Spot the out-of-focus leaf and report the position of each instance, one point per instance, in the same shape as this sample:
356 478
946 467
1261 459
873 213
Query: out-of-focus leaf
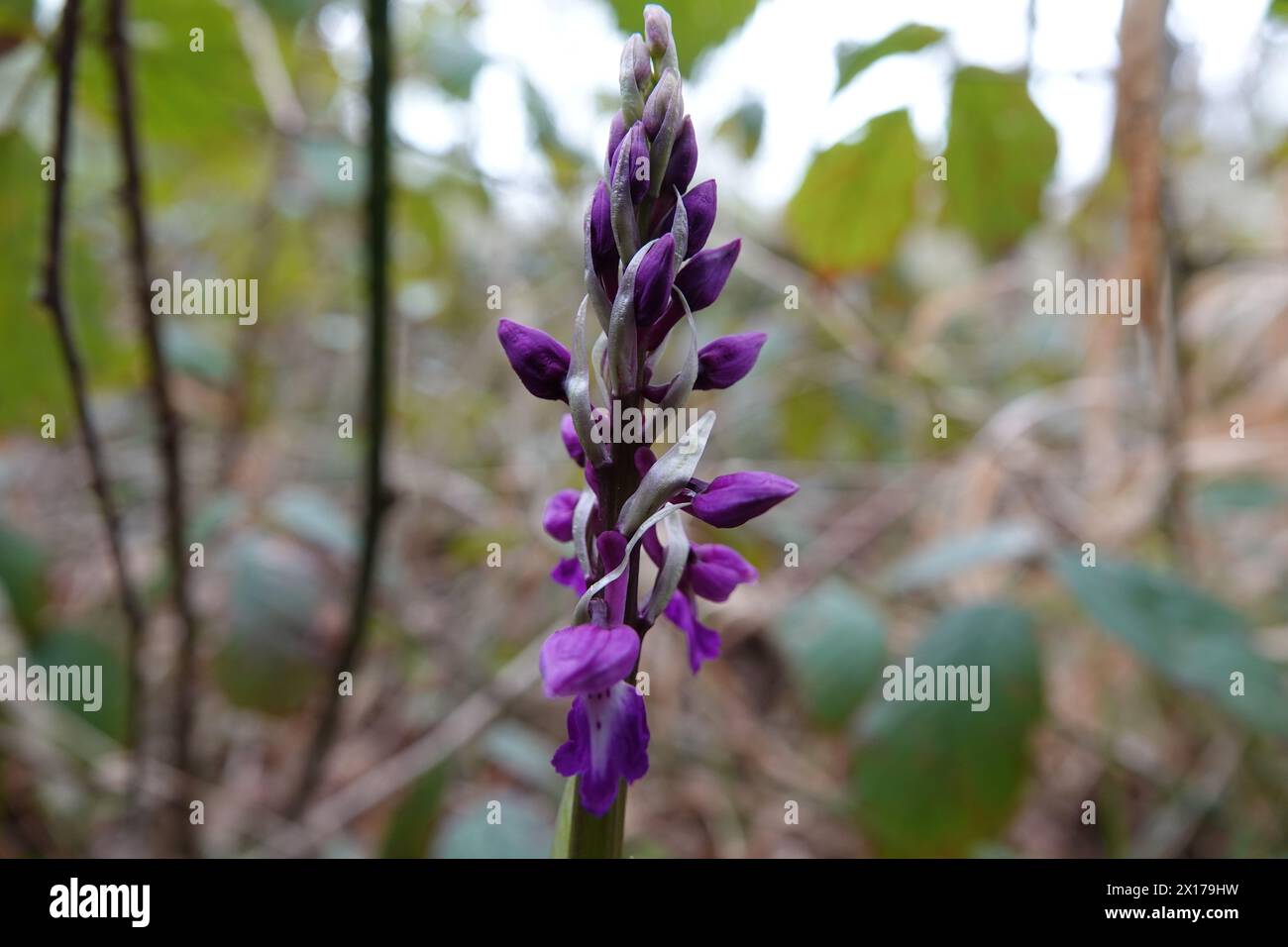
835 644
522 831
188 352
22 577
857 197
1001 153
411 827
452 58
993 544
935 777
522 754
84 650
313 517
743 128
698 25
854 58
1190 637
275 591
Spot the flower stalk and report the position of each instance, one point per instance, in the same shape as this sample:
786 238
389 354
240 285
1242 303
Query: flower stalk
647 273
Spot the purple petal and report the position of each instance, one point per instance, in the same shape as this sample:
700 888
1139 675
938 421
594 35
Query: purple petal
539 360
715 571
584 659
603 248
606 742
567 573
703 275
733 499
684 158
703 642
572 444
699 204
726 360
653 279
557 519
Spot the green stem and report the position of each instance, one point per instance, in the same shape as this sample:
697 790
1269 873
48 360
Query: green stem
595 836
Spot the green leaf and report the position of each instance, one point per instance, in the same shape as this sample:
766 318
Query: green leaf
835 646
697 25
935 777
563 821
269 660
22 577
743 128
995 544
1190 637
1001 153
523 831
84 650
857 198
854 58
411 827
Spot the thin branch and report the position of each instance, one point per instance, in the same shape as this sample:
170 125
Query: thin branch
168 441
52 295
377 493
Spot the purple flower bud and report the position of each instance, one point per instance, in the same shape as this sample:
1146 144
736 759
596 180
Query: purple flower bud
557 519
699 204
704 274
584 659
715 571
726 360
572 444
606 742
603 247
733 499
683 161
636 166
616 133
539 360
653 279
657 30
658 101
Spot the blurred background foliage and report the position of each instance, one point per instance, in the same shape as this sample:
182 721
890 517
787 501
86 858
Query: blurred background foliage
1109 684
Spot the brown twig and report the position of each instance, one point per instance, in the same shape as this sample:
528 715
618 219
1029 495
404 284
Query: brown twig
..............................
◆ What you are asked to do
What belongs in the answer is the line with "Query: blurred background foliage" plus every later line of the listing, copied word for word and nothing besides.

◆ Reply to the exercise
Query: blurred background foliage
1109 684
Spot the brown twig and report the position of each instance, one point per instance, in the same shape as this sample:
528 715
618 219
1029 495
404 284
Query: brown twig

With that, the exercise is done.